Recorded data
+--

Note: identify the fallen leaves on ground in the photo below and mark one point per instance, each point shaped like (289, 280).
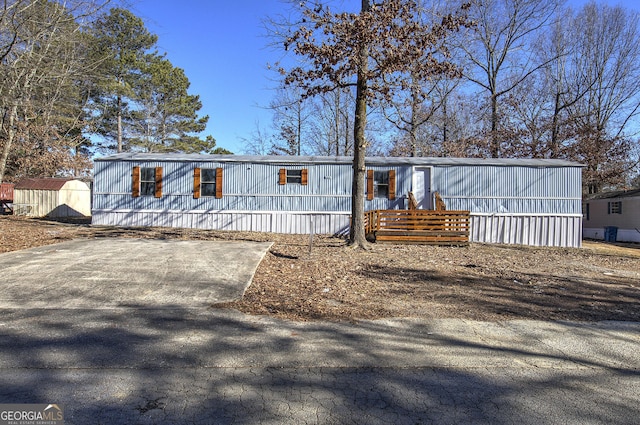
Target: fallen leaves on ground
(320, 278)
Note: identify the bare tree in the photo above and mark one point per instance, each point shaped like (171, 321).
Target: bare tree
(371, 50)
(42, 60)
(608, 60)
(499, 54)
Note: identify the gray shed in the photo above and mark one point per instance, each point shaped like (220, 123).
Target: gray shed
(517, 201)
(53, 197)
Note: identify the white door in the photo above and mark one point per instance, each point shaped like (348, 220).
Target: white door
(422, 187)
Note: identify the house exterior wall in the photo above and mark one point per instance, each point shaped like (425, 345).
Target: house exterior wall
(531, 199)
(599, 217)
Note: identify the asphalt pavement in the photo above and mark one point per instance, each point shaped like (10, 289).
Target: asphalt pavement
(159, 360)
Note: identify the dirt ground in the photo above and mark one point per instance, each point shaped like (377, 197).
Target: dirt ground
(320, 278)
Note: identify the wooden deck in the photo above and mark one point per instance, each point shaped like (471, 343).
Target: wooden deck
(418, 226)
(6, 197)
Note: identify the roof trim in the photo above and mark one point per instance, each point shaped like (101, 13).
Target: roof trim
(615, 194)
(277, 159)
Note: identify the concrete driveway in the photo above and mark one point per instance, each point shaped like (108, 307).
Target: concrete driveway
(141, 273)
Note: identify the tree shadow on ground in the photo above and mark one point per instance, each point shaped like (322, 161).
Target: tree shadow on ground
(176, 366)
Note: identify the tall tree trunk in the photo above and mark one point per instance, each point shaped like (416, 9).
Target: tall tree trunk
(495, 141)
(11, 132)
(119, 118)
(357, 234)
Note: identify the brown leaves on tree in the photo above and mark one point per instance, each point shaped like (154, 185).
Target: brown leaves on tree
(398, 41)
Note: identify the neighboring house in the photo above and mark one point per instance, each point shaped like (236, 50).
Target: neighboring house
(613, 216)
(529, 201)
(54, 197)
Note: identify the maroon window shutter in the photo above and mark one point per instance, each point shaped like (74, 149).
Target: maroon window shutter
(392, 184)
(369, 185)
(135, 182)
(218, 183)
(196, 183)
(158, 193)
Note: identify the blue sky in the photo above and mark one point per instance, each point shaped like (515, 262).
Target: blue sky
(223, 49)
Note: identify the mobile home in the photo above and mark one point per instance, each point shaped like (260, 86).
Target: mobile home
(613, 216)
(529, 201)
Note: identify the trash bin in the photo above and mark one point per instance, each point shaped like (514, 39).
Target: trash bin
(610, 234)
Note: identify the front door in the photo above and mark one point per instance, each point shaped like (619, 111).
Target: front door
(422, 187)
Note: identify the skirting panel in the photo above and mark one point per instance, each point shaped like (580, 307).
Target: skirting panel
(622, 235)
(534, 230)
(256, 221)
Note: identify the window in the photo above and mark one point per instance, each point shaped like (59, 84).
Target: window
(299, 176)
(381, 184)
(207, 182)
(147, 181)
(615, 207)
(586, 213)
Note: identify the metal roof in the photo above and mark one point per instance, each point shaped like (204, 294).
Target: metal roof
(617, 194)
(41, 184)
(282, 159)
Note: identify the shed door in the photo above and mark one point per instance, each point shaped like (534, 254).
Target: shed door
(422, 187)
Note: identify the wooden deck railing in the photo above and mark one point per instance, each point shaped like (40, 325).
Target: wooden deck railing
(6, 197)
(418, 226)
(6, 192)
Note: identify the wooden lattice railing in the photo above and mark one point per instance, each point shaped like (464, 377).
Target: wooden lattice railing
(418, 226)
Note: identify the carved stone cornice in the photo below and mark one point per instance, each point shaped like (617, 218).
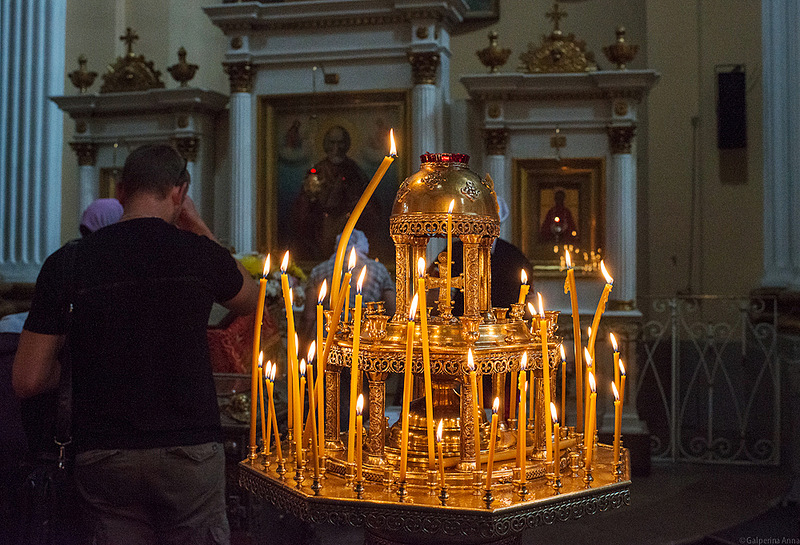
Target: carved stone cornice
(240, 75)
(620, 138)
(86, 152)
(496, 141)
(423, 67)
(187, 146)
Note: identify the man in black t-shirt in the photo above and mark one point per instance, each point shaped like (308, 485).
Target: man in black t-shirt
(149, 464)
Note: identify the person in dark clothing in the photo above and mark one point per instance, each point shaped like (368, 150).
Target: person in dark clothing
(146, 427)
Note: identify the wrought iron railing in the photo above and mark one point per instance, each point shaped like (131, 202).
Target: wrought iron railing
(709, 379)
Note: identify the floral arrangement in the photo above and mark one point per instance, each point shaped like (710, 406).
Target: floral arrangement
(254, 264)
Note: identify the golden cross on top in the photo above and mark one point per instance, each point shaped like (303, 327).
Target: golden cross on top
(129, 37)
(556, 15)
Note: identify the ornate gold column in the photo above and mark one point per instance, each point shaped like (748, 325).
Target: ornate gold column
(242, 196)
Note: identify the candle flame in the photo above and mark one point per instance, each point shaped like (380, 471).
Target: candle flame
(266, 266)
(413, 310)
(323, 291)
(312, 351)
(603, 269)
(361, 278)
(553, 413)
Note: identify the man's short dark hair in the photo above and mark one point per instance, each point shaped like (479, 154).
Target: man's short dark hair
(153, 168)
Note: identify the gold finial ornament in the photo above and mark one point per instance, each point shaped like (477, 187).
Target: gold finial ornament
(183, 71)
(493, 56)
(131, 72)
(558, 53)
(621, 52)
(82, 78)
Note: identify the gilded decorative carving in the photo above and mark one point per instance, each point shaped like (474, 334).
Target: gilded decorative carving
(493, 56)
(86, 152)
(131, 72)
(620, 138)
(496, 141)
(423, 67)
(558, 53)
(82, 78)
(240, 75)
(182, 72)
(187, 147)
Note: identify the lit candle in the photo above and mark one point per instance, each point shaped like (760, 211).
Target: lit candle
(351, 223)
(492, 436)
(290, 349)
(407, 389)
(590, 429)
(523, 287)
(254, 371)
(449, 253)
(359, 437)
(311, 412)
(556, 448)
(270, 393)
(426, 357)
(299, 437)
(601, 307)
(351, 263)
(569, 285)
(545, 376)
(563, 384)
(617, 421)
(354, 371)
(261, 400)
(320, 383)
(439, 445)
(476, 415)
(616, 358)
(522, 427)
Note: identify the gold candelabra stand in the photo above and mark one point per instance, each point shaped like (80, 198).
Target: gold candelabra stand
(467, 507)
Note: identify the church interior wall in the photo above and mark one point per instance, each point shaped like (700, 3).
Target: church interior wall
(683, 40)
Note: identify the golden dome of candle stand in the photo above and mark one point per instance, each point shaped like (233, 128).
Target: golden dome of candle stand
(418, 510)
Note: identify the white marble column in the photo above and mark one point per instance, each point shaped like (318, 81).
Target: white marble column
(620, 251)
(781, 87)
(88, 182)
(495, 165)
(32, 69)
(242, 193)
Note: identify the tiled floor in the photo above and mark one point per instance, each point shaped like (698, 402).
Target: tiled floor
(674, 504)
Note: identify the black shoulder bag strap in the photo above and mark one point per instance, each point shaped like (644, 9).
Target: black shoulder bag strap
(63, 435)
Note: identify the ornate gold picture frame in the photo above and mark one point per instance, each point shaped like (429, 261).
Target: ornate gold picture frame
(559, 204)
(301, 140)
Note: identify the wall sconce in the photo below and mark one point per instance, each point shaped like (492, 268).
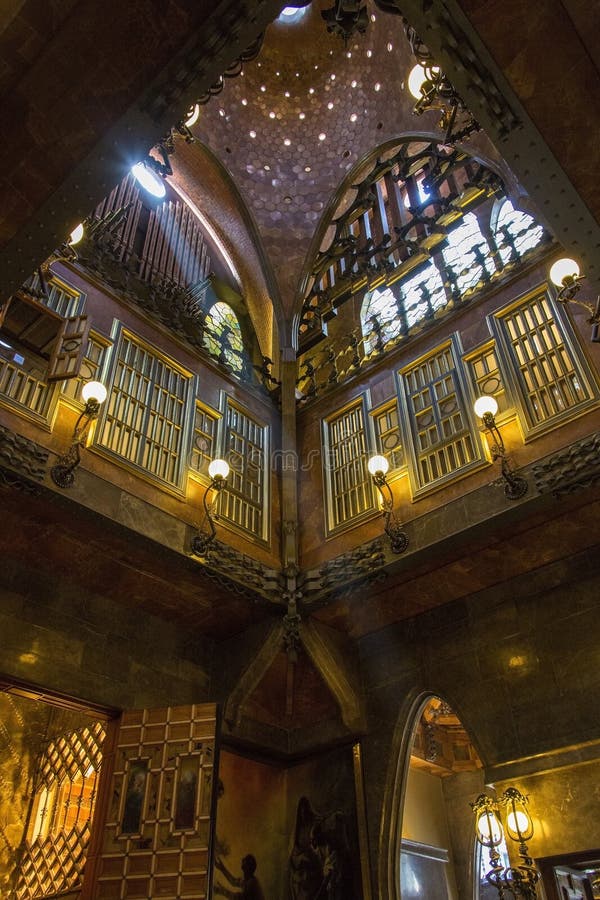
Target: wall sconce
(432, 90)
(521, 880)
(515, 486)
(63, 473)
(378, 467)
(564, 273)
(218, 471)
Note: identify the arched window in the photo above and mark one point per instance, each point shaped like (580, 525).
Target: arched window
(223, 336)
(460, 253)
(422, 294)
(514, 227)
(379, 319)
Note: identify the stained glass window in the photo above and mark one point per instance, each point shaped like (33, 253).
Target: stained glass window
(516, 228)
(464, 245)
(423, 294)
(380, 322)
(223, 336)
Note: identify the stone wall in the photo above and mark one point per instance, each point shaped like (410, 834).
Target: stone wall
(94, 649)
(516, 665)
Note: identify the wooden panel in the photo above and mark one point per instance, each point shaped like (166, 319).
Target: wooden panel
(158, 824)
(68, 351)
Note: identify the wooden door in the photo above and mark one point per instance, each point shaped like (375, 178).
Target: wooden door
(154, 820)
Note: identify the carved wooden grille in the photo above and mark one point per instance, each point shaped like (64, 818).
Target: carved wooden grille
(203, 444)
(63, 299)
(146, 411)
(243, 501)
(59, 830)
(23, 381)
(168, 856)
(550, 381)
(350, 491)
(166, 241)
(387, 435)
(442, 440)
(486, 376)
(90, 370)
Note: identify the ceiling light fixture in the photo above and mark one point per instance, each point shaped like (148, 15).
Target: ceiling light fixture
(515, 486)
(218, 471)
(564, 273)
(432, 91)
(148, 179)
(76, 234)
(193, 115)
(63, 473)
(378, 467)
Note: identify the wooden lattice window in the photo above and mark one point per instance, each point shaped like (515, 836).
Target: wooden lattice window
(157, 833)
(204, 440)
(56, 843)
(90, 369)
(551, 381)
(442, 441)
(244, 500)
(349, 485)
(486, 376)
(387, 434)
(145, 413)
(63, 299)
(23, 380)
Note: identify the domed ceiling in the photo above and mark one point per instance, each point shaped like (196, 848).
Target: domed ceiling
(299, 118)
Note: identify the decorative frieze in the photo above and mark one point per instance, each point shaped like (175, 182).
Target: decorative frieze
(22, 462)
(570, 470)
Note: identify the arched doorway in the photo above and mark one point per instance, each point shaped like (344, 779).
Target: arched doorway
(442, 772)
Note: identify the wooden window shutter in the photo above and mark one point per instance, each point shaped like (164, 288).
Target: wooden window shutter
(69, 349)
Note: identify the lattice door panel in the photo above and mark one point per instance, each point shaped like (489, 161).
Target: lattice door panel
(158, 828)
(58, 835)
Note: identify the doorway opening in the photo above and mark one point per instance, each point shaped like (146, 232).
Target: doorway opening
(444, 772)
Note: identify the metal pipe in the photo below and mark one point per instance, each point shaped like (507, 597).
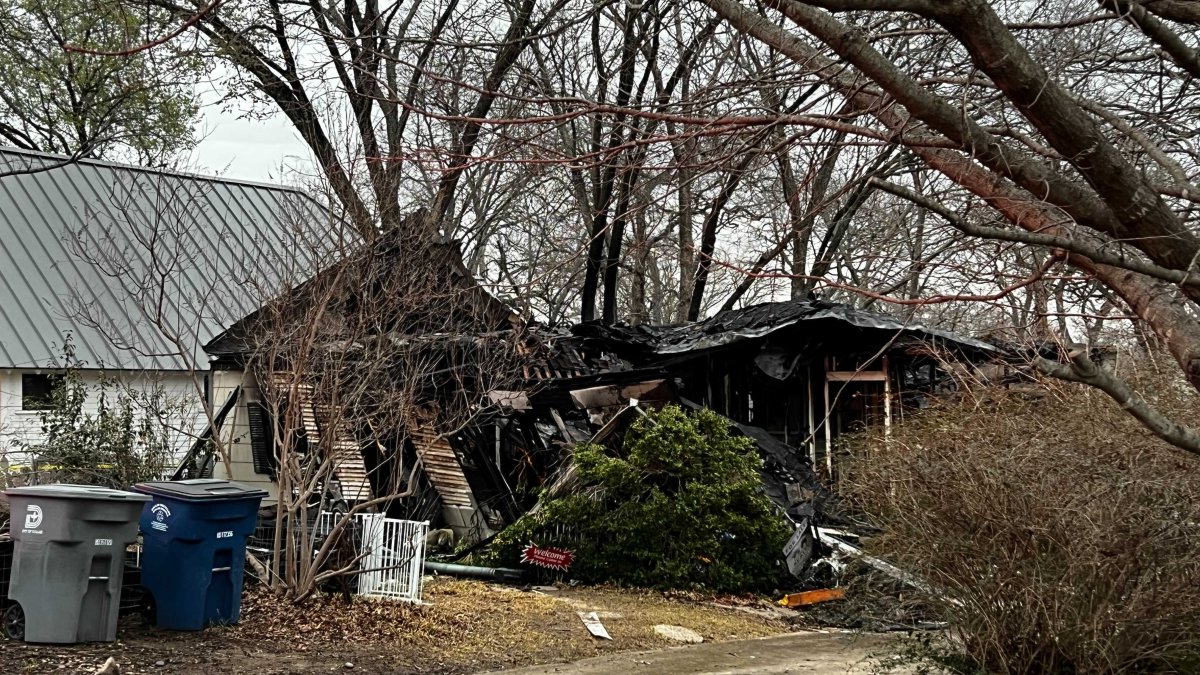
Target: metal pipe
(498, 573)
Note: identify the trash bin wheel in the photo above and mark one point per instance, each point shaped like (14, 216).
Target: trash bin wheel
(15, 622)
(147, 609)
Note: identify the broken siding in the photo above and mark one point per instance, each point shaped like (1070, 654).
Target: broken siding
(442, 467)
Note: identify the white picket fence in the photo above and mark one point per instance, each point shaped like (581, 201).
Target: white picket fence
(391, 554)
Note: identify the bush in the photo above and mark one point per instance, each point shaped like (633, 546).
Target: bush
(126, 440)
(682, 507)
(1056, 533)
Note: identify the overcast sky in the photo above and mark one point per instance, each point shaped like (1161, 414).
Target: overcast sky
(247, 149)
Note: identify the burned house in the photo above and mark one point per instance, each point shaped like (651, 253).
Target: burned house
(791, 375)
(804, 371)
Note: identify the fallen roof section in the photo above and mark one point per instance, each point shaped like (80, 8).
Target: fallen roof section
(762, 320)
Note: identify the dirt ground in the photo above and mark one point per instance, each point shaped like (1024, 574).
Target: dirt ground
(465, 627)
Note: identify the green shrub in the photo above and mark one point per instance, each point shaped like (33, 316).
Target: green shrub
(126, 438)
(679, 507)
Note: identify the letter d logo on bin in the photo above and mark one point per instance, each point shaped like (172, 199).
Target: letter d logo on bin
(161, 513)
(33, 517)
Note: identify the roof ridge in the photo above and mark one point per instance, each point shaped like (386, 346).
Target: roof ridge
(108, 163)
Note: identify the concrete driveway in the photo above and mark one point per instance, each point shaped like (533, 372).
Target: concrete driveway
(819, 653)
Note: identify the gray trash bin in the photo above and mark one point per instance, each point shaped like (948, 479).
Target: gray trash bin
(69, 561)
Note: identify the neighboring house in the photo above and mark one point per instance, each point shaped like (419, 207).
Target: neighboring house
(141, 268)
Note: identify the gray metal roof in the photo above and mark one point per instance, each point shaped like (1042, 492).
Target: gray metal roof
(120, 257)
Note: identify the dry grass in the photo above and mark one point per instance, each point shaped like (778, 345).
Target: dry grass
(472, 625)
(1060, 536)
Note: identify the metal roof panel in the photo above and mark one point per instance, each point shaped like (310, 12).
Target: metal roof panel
(87, 246)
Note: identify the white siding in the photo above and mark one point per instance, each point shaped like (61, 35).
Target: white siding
(21, 429)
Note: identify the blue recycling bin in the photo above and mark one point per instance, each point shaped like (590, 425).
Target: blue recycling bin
(193, 549)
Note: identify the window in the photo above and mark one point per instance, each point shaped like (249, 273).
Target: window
(37, 390)
(262, 438)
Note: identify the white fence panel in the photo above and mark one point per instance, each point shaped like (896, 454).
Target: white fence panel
(391, 554)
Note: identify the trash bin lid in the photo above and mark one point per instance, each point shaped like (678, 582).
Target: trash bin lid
(201, 489)
(67, 491)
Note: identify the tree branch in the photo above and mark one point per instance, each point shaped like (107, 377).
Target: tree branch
(1083, 370)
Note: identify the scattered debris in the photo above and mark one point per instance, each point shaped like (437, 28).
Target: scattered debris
(813, 597)
(498, 573)
(678, 634)
(592, 621)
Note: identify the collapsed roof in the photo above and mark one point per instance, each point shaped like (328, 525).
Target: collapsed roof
(755, 322)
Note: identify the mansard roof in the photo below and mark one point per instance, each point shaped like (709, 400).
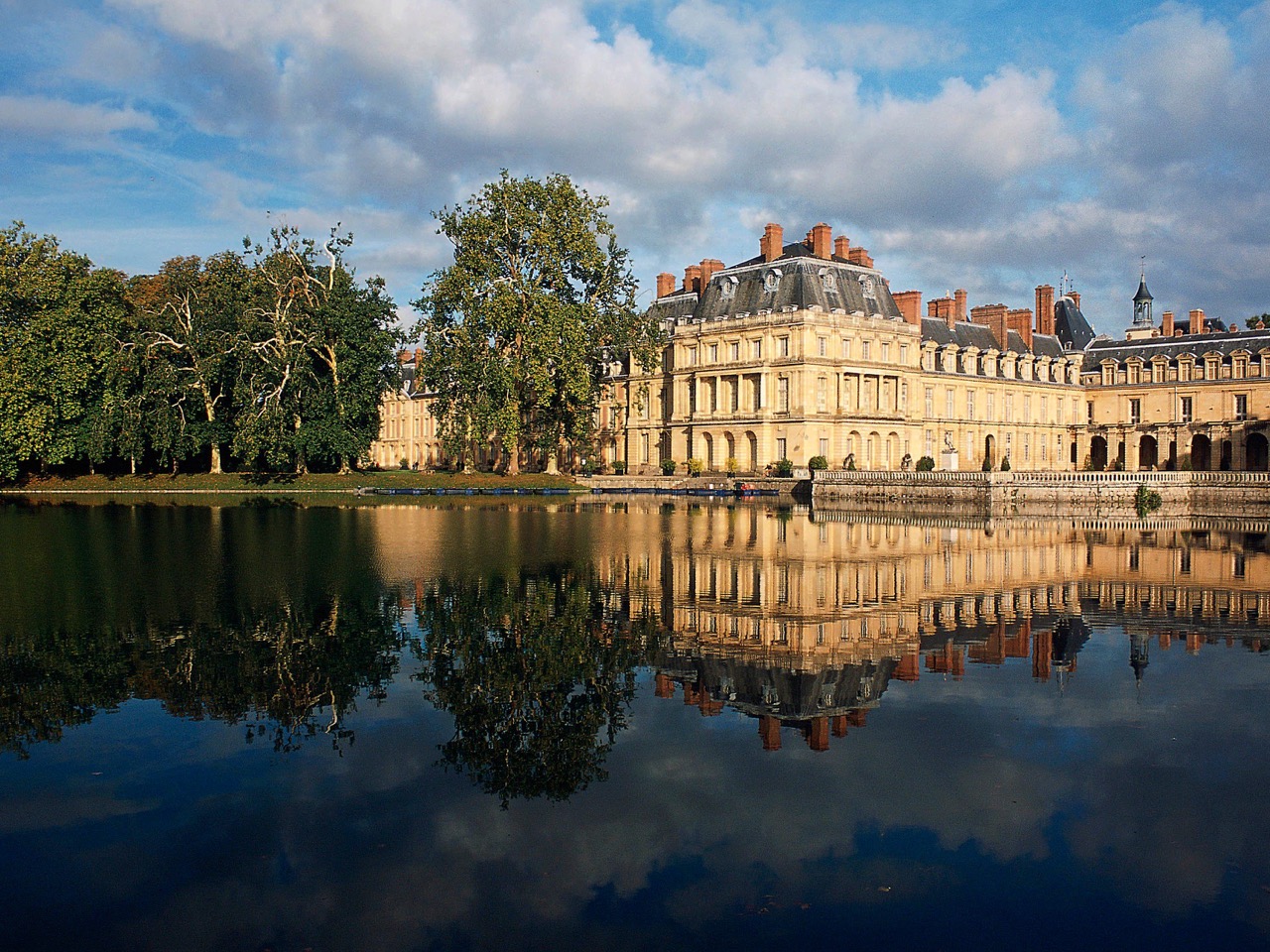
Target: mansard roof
(795, 281)
(1070, 324)
(966, 334)
(1171, 348)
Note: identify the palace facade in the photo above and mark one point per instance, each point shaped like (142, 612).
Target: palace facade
(804, 350)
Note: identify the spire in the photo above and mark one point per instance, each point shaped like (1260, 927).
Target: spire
(1142, 301)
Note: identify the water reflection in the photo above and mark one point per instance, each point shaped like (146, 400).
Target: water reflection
(536, 674)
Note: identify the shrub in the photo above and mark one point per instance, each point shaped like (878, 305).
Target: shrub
(1146, 502)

+--

## Assignment
Copy out, exactly and without pictures, each line from the one containing "Target: tree branch" through the final line of the entries, both ends included.

## Exercise output
Target: tree branch
(1083, 370)
Note: identify the scattered debris in the photo above and mark one point per instance, each point shaped like (437, 28).
Target: scattered debris
(813, 597)
(498, 573)
(678, 634)
(592, 621)
Note: identify the collapsed roof in the photo above and mark one point per instance, each point shaped like (328, 525).
Target: collapsed roof
(755, 322)
Note: identify the mansard roof in the photo below and mark one point per instance, each point shaped like (709, 400).
Target: mansard roof
(795, 281)
(1070, 324)
(966, 334)
(1171, 348)
Note: identify the palace facade in the photo above and mark one point per instance, each point shaped like (142, 612).
Target: palace facade
(804, 350)
Note: identify the spire in the photo above and mark one point per instance, each point shaped like (1260, 927).
Target: spire
(1142, 301)
Note: identify the water reflection in the photo above and mark one point per instance, each point shaped like (146, 400).
Target: water reflection
(536, 674)
Note: identify the shrub in the photo above and mark one point per instance, each point shaped like (878, 305).
Target: shrub
(1146, 502)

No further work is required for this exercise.